::: Kutipan :::

INTIMIDASI YANG SISTEMATIS

Simaklah pernyataan berikut ini:

Kalau mereka tidak nyaman di sekolah itu, dipindahkan saja ke sekolah lain”.

Pernyataan itu saya kutip dari Media Indonesia, Jumat, 30 Juli 2010 di halaman 5, yang menanggapi keresahan orangtua murid SDN RSBI 12 dan SMPN 99 Rawamangun, Jakarta Timur akibat terintimidasi. Anda tahu pernyataan itu keluar dari mulut siapa? Yang mengeluarkan kata-kata itu adalah Kepala Dinas Pendidikan (Disdik) DKI Jakarta Taufik Yudhi Mulyanto.


Ini dia Kepala Dinas Pendidikan (Disdik) DKI Jakarta Taufik Yudhi Mulyanto yang membuat pernyataan tanpa tahu masalah sesungguhnya. Atau pura-pura nggak tahu?

Begitu membaca, saya jadi ilfil dan nggak respek dengan Kepala Disdik itu. Betapa tidak, buat saya pernyataan itu tidak layak diucapkan oleh seorang pejabat. Pertama, tidak memberikan solusi atas masalah yang dihadapi. Apakah dengan pindah sekolah kasus korupsi yang dialamatkan ke dua sekolah tersebut selesai? Sepertinya tidak. Substansi korupsi yang digelorakan tidak diatasi, tetapi justru mereka yang berjuang untuk melakukan advokasi pada orangtua murid yang menjadi korban

Bahwa Indonesian Corruption Watch (ICW) yang diwakili oleh aktivis Febri Hendri menyampaikan aspirasi orangtua murid SDN RSBI 12 dan SMPN 99 yang merasa terintimidasi pihak sekolah dan pejabat Disdik. Intimidasi ini gara-gara beberapa orangtua murid mencoba membongkar dugaan korupsi di dua sekolah tersebut.

:::

:: Petunjuk Kerja ::
A - Dalam kutipan tentang intimidasi di sekolah, siapa yang mengucapkan pernyataan bahwa murid yang tidak nyaman sebaiknya dipindahkan ke sekolah lain?
B - Lanjutkan kutipan tentang intimidasi di sekolah mulai dari kalimat terakhirnya.

::: Daftar Data :::

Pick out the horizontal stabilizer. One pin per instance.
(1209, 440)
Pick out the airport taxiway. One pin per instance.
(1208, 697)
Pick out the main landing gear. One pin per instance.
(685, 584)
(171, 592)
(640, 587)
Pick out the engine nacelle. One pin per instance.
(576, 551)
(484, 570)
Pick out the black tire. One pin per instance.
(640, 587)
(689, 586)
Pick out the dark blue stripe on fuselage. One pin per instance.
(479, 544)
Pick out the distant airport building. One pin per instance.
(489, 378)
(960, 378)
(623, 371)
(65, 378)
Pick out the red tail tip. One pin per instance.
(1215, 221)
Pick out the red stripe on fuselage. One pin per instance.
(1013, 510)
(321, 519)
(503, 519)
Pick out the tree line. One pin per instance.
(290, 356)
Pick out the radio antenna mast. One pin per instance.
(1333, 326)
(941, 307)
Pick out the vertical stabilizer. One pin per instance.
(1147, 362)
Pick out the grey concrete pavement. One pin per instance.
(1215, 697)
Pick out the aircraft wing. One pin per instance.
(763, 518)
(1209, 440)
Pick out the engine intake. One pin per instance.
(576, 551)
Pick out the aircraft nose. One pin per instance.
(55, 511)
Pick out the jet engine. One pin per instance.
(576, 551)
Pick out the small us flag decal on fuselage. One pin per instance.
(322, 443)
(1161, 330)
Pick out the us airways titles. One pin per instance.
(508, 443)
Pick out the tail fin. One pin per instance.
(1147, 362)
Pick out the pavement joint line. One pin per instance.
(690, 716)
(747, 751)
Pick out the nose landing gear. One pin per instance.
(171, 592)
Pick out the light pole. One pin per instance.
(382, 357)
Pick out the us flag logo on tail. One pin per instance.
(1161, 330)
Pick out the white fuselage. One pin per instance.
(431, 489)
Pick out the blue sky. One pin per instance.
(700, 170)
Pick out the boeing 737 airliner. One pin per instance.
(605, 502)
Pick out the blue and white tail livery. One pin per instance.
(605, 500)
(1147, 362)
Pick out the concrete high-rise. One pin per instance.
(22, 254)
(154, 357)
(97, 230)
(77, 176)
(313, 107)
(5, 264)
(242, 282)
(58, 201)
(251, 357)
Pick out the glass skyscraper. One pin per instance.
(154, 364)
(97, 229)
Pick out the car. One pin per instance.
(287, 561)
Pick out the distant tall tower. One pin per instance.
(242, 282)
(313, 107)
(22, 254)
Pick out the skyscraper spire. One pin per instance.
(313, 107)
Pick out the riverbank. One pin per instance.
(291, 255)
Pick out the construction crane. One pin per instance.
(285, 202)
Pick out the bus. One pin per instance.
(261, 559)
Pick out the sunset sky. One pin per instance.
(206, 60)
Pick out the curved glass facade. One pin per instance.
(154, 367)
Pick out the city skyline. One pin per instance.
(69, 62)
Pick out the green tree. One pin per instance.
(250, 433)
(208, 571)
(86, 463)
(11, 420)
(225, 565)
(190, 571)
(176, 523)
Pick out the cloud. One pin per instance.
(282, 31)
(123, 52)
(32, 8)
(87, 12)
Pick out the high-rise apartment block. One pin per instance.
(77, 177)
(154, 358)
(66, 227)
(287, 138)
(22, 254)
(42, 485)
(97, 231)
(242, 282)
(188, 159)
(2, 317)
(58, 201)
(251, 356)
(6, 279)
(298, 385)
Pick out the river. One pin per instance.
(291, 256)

:::

:: Kunci Jawaban ::
A - Kepala Dinas Pendidikan DKI Jakarta, Taufik Yudhi Mulyanto.

B -
Menurut Handaru Widjatmoko, orangtua murid SDN RSBI 12 Pagi Rawamangun, ia diintimidasi Kepala Seksi (Kassie) Pendidikan Dasar Kecamatan Pulogadung, Jakarta Timur, H. Usman, yang meminta ia dan beberapa orangtua lain untuk tidak membongkar korupsi di sekolah tersebut.




Surat mosi tidak percaya (foto kiri).

Ia juga mengatakan pernah dipaksa mencabut laporannya ke Polda Metro Jaya terkait dengan praktik korupsi di sekola tersebut. “Saat itu anak saya tidak boleh mengikuti ujian jika belum mencabut laporan ke Polda.”

Selain tidak memberikan solusi secara konprehensif, pernyataan Kepala Disdik DKI Jakarta di atas tadi pun jelas mengisyaratkan beliau tidak tahu permasalahannya. Bahwa salah satu orangtua pelapor, Tri Novianti Ida atau Ida, yang dahulu sempat menyekolahkan kedua anaknya di SDN RSBI 12, memang sudah keluar. Kedua anaknya itu adalah Achmed Kevin Syahlintang (terakhir duduk di kelas 4C) dan Achmed Gabriel Noorsetiawan (kelas kelas 2A).

Menurut Ida, kedua anaknya yang bersekolah di SDN 12 RSBI sudah tidak tahan, karena diintimidasi guru-guru dan jadi didiskriminasikan oleh para orangtua murid yang kebetulan “takut” dianggap pro terhadap perjuangan kelima orangtua murid ini. Padahal mereka tahu ada ketidakberesan dalam akuntabilitas dana di sekolah ini.

“Tiap kali anak saya bertanya pada guru, gurunya tidak mau menjawab. Kok begitu ya perlakukan guru?” ujar Ida geram.

Ibu Ida memindahkan anaknya ke Jakarta Islamic School, Kodam, Jakarta. Selain nggak tahan diintimidasi oleh guru, didiskriminasi oleh orangtua murid, anak-anaknya capek ditanya teman-temannya kalo ia mau dikeluarkan.

“Anak saya nggak terima diperlakukan begitu,” kata Ibu Ida lagi. “Ia pun nggak terima saya diperlakukan nggak baik oleh pihak sekolah. Ia bilang, ‘kan mama banyak sekali bantu sekolah, ekskul sekolah, jadi bendahara komite, setiap kegiatan keluar, nyumbang, kok dibilang musuhi guru?’”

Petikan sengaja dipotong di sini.